Update the items from the line containing "of the tall" through the end of the items by replacing "tall tree" with "pine tree", leaving all other text unchanged.
──────── Stored data
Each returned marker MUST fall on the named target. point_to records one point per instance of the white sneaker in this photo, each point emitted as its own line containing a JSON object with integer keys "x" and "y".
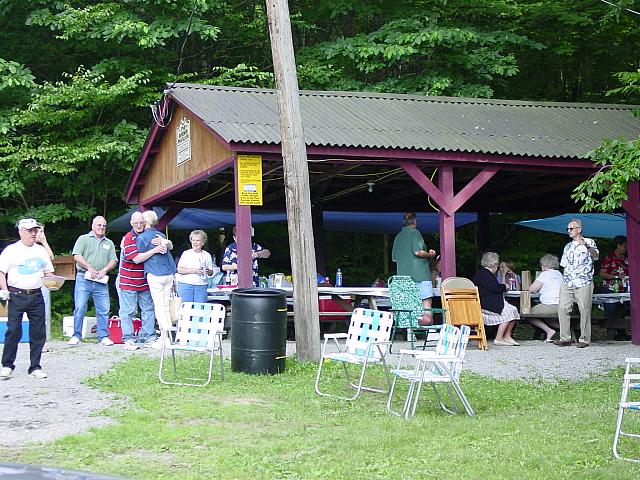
{"x": 39, "y": 374}
{"x": 130, "y": 345}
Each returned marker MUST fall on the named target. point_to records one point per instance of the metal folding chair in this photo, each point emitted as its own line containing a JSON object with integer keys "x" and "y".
{"x": 199, "y": 330}
{"x": 366, "y": 343}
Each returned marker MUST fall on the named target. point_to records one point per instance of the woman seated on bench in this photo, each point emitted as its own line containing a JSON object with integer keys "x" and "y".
{"x": 548, "y": 284}
{"x": 495, "y": 310}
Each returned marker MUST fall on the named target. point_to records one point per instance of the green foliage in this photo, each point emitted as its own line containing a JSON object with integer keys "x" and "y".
{"x": 619, "y": 161}
{"x": 605, "y": 190}
{"x": 70, "y": 138}
{"x": 416, "y": 54}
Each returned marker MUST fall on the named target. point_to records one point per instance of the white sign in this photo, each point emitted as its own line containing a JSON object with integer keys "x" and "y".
{"x": 183, "y": 141}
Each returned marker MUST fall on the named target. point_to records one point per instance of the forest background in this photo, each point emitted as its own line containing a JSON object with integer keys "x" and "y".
{"x": 77, "y": 79}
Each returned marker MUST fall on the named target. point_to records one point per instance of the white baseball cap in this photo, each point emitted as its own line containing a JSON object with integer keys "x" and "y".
{"x": 28, "y": 223}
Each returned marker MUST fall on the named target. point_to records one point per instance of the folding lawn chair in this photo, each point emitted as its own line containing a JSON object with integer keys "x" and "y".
{"x": 630, "y": 383}
{"x": 199, "y": 330}
{"x": 407, "y": 309}
{"x": 367, "y": 342}
{"x": 442, "y": 366}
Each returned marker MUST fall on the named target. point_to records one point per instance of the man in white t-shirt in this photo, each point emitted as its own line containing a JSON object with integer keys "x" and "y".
{"x": 22, "y": 266}
{"x": 577, "y": 259}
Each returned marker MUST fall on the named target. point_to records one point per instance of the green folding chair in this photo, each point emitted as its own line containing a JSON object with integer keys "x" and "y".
{"x": 407, "y": 309}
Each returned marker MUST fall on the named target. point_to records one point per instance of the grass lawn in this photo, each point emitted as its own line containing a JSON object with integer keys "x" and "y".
{"x": 267, "y": 427}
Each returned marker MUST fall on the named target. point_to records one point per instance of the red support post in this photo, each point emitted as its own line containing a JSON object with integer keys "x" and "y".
{"x": 447, "y": 225}
{"x": 243, "y": 238}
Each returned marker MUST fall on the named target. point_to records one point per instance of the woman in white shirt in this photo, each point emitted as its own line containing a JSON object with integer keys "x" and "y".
{"x": 194, "y": 269}
{"x": 548, "y": 284}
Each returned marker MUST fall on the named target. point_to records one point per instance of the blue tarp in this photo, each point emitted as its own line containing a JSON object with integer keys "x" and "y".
{"x": 367, "y": 222}
{"x": 603, "y": 225}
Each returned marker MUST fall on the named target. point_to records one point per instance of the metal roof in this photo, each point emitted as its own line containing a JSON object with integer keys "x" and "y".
{"x": 390, "y": 121}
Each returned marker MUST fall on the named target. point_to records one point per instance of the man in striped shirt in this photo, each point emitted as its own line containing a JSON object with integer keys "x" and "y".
{"x": 134, "y": 290}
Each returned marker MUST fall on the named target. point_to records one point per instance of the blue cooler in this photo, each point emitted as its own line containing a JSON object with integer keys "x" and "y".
{"x": 25, "y": 330}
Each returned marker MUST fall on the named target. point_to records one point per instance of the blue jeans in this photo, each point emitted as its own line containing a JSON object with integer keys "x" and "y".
{"x": 192, "y": 293}
{"x": 100, "y": 294}
{"x": 33, "y": 306}
{"x": 129, "y": 301}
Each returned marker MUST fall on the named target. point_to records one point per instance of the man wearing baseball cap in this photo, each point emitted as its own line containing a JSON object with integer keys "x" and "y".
{"x": 22, "y": 266}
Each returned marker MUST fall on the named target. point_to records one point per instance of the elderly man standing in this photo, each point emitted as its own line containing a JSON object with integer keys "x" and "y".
{"x": 134, "y": 289}
{"x": 22, "y": 266}
{"x": 95, "y": 255}
{"x": 577, "y": 287}
{"x": 160, "y": 268}
{"x": 412, "y": 259}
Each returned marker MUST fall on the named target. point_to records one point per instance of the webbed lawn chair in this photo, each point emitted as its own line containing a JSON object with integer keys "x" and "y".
{"x": 630, "y": 383}
{"x": 367, "y": 342}
{"x": 407, "y": 308}
{"x": 199, "y": 330}
{"x": 457, "y": 282}
{"x": 462, "y": 307}
{"x": 441, "y": 366}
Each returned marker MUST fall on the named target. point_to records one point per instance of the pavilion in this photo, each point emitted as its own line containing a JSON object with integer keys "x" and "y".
{"x": 376, "y": 152}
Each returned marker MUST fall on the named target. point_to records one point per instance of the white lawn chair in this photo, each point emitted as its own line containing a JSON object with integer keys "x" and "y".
{"x": 367, "y": 342}
{"x": 630, "y": 383}
{"x": 441, "y": 366}
{"x": 199, "y": 329}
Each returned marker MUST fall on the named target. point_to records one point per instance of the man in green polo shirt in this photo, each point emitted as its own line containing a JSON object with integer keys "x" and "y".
{"x": 95, "y": 255}
{"x": 412, "y": 259}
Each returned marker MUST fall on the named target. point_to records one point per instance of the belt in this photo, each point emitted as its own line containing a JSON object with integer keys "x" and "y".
{"x": 24, "y": 291}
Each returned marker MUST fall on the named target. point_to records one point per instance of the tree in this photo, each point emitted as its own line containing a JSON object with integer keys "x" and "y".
{"x": 619, "y": 162}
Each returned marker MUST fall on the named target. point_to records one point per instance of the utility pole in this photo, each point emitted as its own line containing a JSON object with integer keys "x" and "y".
{"x": 296, "y": 184}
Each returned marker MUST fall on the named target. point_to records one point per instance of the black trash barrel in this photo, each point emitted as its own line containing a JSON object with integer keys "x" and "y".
{"x": 258, "y": 330}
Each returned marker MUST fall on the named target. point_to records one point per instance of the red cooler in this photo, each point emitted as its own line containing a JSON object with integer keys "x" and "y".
{"x": 115, "y": 328}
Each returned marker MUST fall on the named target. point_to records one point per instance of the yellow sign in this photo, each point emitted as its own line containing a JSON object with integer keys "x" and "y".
{"x": 249, "y": 180}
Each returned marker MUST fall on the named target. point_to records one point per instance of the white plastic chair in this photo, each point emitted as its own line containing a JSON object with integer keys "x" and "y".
{"x": 199, "y": 330}
{"x": 367, "y": 342}
{"x": 630, "y": 383}
{"x": 441, "y": 366}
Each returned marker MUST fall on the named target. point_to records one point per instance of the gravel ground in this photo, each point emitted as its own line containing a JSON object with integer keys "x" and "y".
{"x": 44, "y": 410}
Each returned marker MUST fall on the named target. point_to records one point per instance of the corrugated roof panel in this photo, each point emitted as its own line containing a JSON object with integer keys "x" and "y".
{"x": 361, "y": 119}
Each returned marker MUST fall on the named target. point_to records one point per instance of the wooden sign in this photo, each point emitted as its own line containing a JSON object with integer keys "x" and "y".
{"x": 249, "y": 180}
{"x": 183, "y": 141}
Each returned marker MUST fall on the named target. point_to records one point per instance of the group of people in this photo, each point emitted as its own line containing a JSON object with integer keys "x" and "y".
{"x": 146, "y": 277}
{"x": 558, "y": 292}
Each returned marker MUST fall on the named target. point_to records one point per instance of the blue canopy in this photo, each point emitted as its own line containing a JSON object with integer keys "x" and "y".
{"x": 603, "y": 225}
{"x": 366, "y": 222}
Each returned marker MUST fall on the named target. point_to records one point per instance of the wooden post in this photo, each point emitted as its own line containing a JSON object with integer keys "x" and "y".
{"x": 632, "y": 207}
{"x": 525, "y": 296}
{"x": 296, "y": 184}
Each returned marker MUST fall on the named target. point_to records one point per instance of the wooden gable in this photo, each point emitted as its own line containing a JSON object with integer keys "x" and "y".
{"x": 164, "y": 173}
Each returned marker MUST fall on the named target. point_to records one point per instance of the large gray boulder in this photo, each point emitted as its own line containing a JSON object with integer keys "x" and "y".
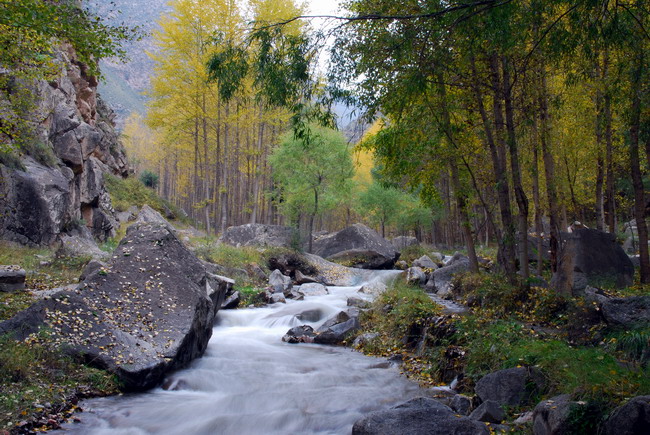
{"x": 626, "y": 312}
{"x": 259, "y": 235}
{"x": 512, "y": 387}
{"x": 279, "y": 283}
{"x": 632, "y": 418}
{"x": 552, "y": 416}
{"x": 149, "y": 311}
{"x": 357, "y": 246}
{"x": 591, "y": 257}
{"x": 441, "y": 278}
{"x": 417, "y": 417}
{"x": 62, "y": 183}
{"x": 338, "y": 328}
{"x": 12, "y": 278}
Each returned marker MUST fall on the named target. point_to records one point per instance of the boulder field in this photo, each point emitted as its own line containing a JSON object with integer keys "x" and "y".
{"x": 149, "y": 310}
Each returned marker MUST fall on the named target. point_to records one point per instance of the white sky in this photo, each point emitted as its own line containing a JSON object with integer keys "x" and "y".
{"x": 323, "y": 7}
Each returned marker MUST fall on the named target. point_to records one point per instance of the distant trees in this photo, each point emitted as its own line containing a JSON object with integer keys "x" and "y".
{"x": 313, "y": 174}
{"x": 30, "y": 32}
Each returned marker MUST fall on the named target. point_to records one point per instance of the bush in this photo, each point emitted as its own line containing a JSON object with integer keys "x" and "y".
{"x": 149, "y": 179}
{"x": 127, "y": 192}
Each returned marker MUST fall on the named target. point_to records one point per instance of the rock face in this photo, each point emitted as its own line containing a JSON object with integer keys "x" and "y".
{"x": 591, "y": 257}
{"x": 12, "y": 278}
{"x": 633, "y": 418}
{"x": 149, "y": 311}
{"x": 336, "y": 329}
{"x": 279, "y": 283}
{"x": 425, "y": 263}
{"x": 357, "y": 246}
{"x": 417, "y": 417}
{"x": 415, "y": 275}
{"x": 626, "y": 312}
{"x": 64, "y": 189}
{"x": 551, "y": 417}
{"x": 442, "y": 277}
{"x": 511, "y": 387}
{"x": 259, "y": 235}
{"x": 488, "y": 411}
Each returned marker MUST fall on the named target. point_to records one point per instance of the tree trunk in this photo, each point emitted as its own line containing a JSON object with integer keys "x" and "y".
{"x": 637, "y": 177}
{"x": 506, "y": 255}
{"x": 520, "y": 194}
{"x": 549, "y": 169}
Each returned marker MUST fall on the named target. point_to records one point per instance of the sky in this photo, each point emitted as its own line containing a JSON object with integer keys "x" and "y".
{"x": 323, "y": 7}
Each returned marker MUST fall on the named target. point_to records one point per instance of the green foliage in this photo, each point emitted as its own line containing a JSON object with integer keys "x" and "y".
{"x": 227, "y": 255}
{"x": 149, "y": 179}
{"x": 589, "y": 372}
{"x": 392, "y": 315}
{"x": 127, "y": 192}
{"x": 313, "y": 174}
{"x": 412, "y": 253}
{"x": 380, "y": 204}
{"x": 31, "y": 28}
{"x": 634, "y": 344}
{"x": 33, "y": 374}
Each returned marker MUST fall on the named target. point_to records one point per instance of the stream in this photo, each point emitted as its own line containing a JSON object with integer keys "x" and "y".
{"x": 250, "y": 382}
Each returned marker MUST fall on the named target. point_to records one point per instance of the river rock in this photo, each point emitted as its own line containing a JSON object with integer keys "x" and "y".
{"x": 313, "y": 315}
{"x": 279, "y": 282}
{"x": 151, "y": 312}
{"x": 231, "y": 301}
{"x": 277, "y": 298}
{"x": 489, "y": 412}
{"x": 313, "y": 289}
{"x": 301, "y": 278}
{"x": 259, "y": 235}
{"x": 461, "y": 404}
{"x": 415, "y": 275}
{"x": 626, "y": 312}
{"x": 402, "y": 242}
{"x": 417, "y": 417}
{"x": 300, "y": 334}
{"x": 511, "y": 387}
{"x": 374, "y": 288}
{"x": 632, "y": 418}
{"x": 358, "y": 246}
{"x": 551, "y": 417}
{"x": 364, "y": 339}
{"x": 92, "y": 268}
{"x": 591, "y": 257}
{"x": 442, "y": 277}
{"x": 12, "y": 278}
{"x": 354, "y": 301}
{"x": 336, "y": 329}
{"x": 425, "y": 263}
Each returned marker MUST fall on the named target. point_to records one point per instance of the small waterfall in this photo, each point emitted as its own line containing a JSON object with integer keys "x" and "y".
{"x": 250, "y": 382}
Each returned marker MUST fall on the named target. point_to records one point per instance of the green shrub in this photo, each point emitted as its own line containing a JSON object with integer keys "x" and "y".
{"x": 33, "y": 374}
{"x": 127, "y": 192}
{"x": 149, "y": 179}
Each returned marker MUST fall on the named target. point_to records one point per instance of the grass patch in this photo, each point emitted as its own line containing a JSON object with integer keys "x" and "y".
{"x": 34, "y": 376}
{"x": 412, "y": 253}
{"x": 209, "y": 249}
{"x": 130, "y": 192}
{"x": 395, "y": 315}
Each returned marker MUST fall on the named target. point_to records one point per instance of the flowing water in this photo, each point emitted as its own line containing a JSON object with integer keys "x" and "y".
{"x": 250, "y": 382}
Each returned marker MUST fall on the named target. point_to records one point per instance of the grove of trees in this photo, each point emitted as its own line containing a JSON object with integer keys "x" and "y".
{"x": 505, "y": 118}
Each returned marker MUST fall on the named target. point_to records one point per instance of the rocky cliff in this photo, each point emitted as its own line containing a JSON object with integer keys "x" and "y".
{"x": 42, "y": 202}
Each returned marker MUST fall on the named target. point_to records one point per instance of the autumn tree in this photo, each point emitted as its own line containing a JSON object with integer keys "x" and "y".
{"x": 312, "y": 173}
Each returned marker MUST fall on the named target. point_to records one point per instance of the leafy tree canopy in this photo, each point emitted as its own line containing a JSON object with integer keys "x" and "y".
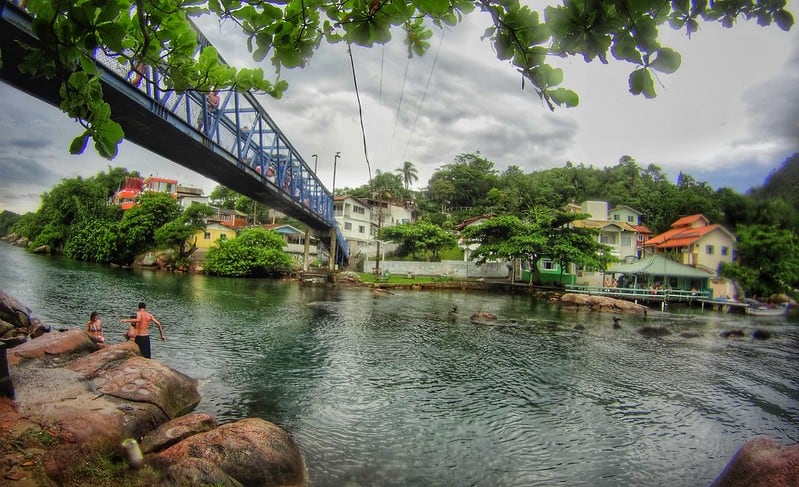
{"x": 419, "y": 238}
{"x": 767, "y": 259}
{"x": 159, "y": 34}
{"x": 255, "y": 252}
{"x": 543, "y": 232}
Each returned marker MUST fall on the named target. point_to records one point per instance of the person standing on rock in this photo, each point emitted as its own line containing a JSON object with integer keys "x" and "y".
{"x": 94, "y": 327}
{"x": 142, "y": 339}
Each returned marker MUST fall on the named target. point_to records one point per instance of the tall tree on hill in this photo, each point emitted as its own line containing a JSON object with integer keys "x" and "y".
{"x": 409, "y": 174}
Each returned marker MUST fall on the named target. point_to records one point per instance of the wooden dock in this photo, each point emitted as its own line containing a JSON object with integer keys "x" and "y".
────────────────
**Written reply**
Each returned marker MUST fall on the named target. point_to records one point per instance of the pine tree on hill in this photo, each point emitted as its own line containing a JSON object with integer keys "x" and "y".
{"x": 409, "y": 174}
Each returned marker MUST fall on the named target. point_to records one point per instance of the wooden dock in this photo, each point emitted as its own line containing a JSON object with integer keys "x" and "y".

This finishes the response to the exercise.